[Stored data entries]
· · ·
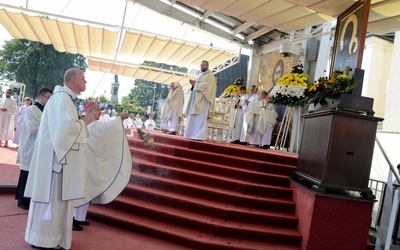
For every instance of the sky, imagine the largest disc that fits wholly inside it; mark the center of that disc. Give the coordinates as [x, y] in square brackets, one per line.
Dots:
[112, 12]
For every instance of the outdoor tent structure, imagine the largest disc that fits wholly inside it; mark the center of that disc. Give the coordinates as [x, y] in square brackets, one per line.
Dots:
[253, 26]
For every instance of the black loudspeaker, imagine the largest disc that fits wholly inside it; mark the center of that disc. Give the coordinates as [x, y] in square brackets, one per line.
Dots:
[358, 76]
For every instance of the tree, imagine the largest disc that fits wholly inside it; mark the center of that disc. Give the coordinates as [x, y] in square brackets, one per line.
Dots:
[36, 65]
[143, 93]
· · ·
Copy the lines of the entries above that mention "brackets".

• WRITTEN ANSWER:
For every instance of the sky, imagine the largest disc that fits wholly inside it; mark the center of that disc. Give the coordinates as [x, y] in square brackets, one per line.
For every instance of the outdoor tent structure, imagine the largest disc that fits wholly inside it; mark the center of that disc. Give the coordinates as [x, y] in square brackets, one per line.
For every instance of the black loudspeaker, imagine the largest disc that fits wholly inside it; mark the center of that disc. Give the coordinates as [x, y] in square brackets, one per line.
For every instance of the tree, imagine the largest disc that fits wholly inside it; mark the center of that disc. Give the coordinates as [x, y] in square brackets, one per line.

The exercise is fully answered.